[Dataset rows showing where objects appear]
^^^^^^^^
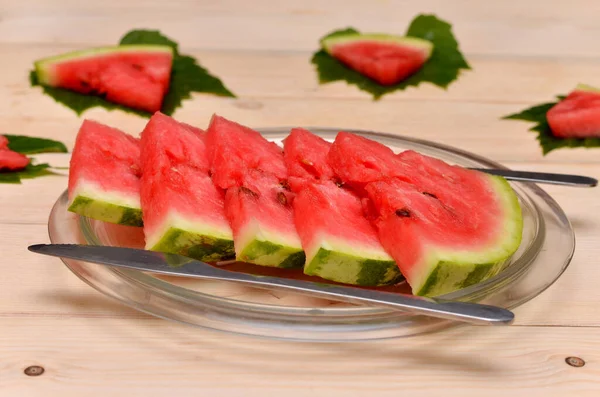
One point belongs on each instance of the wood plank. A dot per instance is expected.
(526, 28)
(124, 357)
(285, 74)
(474, 127)
(572, 300)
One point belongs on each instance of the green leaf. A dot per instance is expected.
(9, 177)
(32, 145)
(186, 77)
(547, 141)
(30, 172)
(36, 171)
(442, 68)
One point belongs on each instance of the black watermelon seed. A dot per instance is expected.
(248, 191)
(284, 184)
(403, 213)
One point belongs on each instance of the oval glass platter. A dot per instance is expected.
(545, 252)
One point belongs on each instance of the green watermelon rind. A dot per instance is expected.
(446, 271)
(261, 246)
(43, 67)
(350, 262)
(92, 202)
(349, 269)
(329, 42)
(197, 239)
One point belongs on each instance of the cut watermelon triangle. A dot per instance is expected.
(136, 76)
(104, 175)
(577, 115)
(445, 226)
(340, 243)
(258, 204)
(384, 58)
(183, 211)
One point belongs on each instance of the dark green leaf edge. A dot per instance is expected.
(33, 145)
(441, 69)
(30, 172)
(187, 76)
(547, 141)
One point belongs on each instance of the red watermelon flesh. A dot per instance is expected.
(260, 213)
(383, 58)
(183, 211)
(234, 148)
(340, 243)
(104, 175)
(253, 173)
(305, 155)
(358, 160)
(137, 76)
(10, 160)
(576, 116)
(445, 226)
^^^^^^^^
* _The request_
Extract the lines above word for word, covering all of them, and leave the pictures out of your answer.

* _Complete answer_
One point belongs on each instance of the wood plank. A dot per instance is expected.
(526, 28)
(124, 357)
(285, 74)
(474, 127)
(572, 300)
One point belongs on each instance of the green leaf. A dot per instance is expected.
(9, 177)
(32, 145)
(186, 77)
(547, 141)
(30, 172)
(36, 171)
(442, 68)
One point belongs on each instance of the black watermelon seed. A dot per instance is expected.
(248, 191)
(284, 184)
(403, 213)
One point belongs on each instance of the oval glass platter. A dot per instance is expected.
(545, 252)
One point belongs on each instance of the green watermelon rind. A dot per instance is expected.
(446, 271)
(261, 246)
(43, 67)
(350, 262)
(92, 202)
(349, 269)
(329, 42)
(197, 239)
One point belongs on each instance of the cut watermelon triangle. A dot per instance is expected.
(136, 76)
(104, 175)
(577, 115)
(445, 226)
(340, 243)
(258, 204)
(384, 58)
(183, 211)
One point belongs on each instance of the dark green leaf edge. A dot per instance is expected.
(33, 145)
(441, 69)
(30, 172)
(187, 76)
(547, 141)
One point belongs on each instance of the red watermelon flesh. A dot per instance is expected.
(260, 213)
(383, 58)
(183, 211)
(234, 148)
(340, 243)
(104, 175)
(253, 173)
(305, 155)
(358, 160)
(137, 76)
(10, 160)
(576, 116)
(445, 226)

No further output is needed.